_What is being asked:_
Copy the data below exactly as it appears, line for line.

____ Data

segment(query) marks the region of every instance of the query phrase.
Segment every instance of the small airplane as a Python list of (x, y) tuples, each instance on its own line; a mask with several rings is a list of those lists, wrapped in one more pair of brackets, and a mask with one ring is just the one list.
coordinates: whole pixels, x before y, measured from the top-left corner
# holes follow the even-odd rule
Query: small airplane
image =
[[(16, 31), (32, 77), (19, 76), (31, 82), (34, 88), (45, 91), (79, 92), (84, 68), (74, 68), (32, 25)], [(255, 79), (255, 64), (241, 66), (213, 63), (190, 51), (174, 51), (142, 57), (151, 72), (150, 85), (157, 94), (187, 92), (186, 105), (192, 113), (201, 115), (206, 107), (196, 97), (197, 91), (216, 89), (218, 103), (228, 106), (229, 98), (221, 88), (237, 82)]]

________

_Task response:_
segment(query) marks the region of every instance of the query phrase.
Segment every instance of the small airplane as a Python list of (x, y) tuples, each instance on its own line; a mask with several rings is a list of those lists, wrapped in one more pair of brackets, and a mask with one ring is just the one list.
coordinates: whole pixels, x before y, measured from the top-left corner
# holes follow the even-odd rule
Query: small airplane
image =
[[(16, 31), (32, 77), (19, 76), (31, 82), (34, 88), (45, 91), (79, 92), (84, 68), (74, 68), (32, 25)], [(255, 79), (255, 64), (241, 66), (213, 63), (190, 51), (174, 51), (142, 57), (151, 72), (150, 85), (157, 94), (187, 92), (186, 105), (192, 113), (201, 115), (206, 107), (196, 97), (197, 91), (216, 89), (218, 103), (228, 106), (229, 98), (221, 88), (237, 82)]]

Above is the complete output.